• _作業指示_: 下に示す罰則規定の抜粋について、最後の文の次から続きを書いてください。

• _抜粋_:

----------------------------------------

百四十六条 次の各号のいずれかに該当する者は、五十万円以下の罰金に処する。

 一

 第六十四条の二第四項(第六十九条第四項及び第百一条第七項において準用する場合を含む。)、第百条又は第百八条第二項の規定による報告をせず、又は虚偽の報告をした者

 二

 第八十条又は第百十五条の規定による報告若しくは資料の提出をせず、又は虚偽の報告若しくは資料の提出をした者

 第八十四条中「含む。)」の下に「又は第八十二条」を加え、同条を第百四十四条とし、第六章中同条の前に次の三条を加える。

百四十一条 金融整理管財人又は金融整理管財人代理がその職務に関し賄賂を収受し、又はこれを要求し、若しくは約束したときは、三年以下の懲役又は百万円以下の罰金に処する。

----------------------------------------

• _元データ_:
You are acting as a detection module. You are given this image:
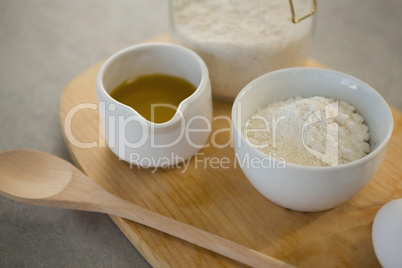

----------------------------------------

• _作業結果_:
 金融整理管財人又は金融整理管財人代理が法人であるときは、金融整理管財人又は金融整理管財人代理の職務に従事するその役員又は職員がその職務に関し賄賂を収受し、又はこれを要求し、若しくは約束したときは、三年以下の懲役又は百万円以下の罰金に処する。金融整理管財人又は金融整理管財人代理が法人である場合において、その役員又は職員が金融整理管財人又は金融整理管財人代理の職務に関し金融整理管財人又は金融整理管財人代理に賄賂を収受させ、又はその供与を要求し、若しくは約束したときも、同様とする。


 犯人又は法人たる金融整理管財人若しくは金融整理管財人代理の収受した賄賂は、没収する。その全部又は一部を没収することができないときは、その価額を追徴する。


百四十二条 前条第一項若しくは第二項に規定する賄賂を供与し、又はその申込み若しくは約束をした者は、三年以下の懲役又は百万円以下の罰金に処する。


百四十三条 第百三十六条第一項又は第二項の規定による報告若しくは資料の提出をせず、又は虚偽の報告若しくは資料の提出をした者は、一年以下の懲役又は三百万円以下の罰金に処する。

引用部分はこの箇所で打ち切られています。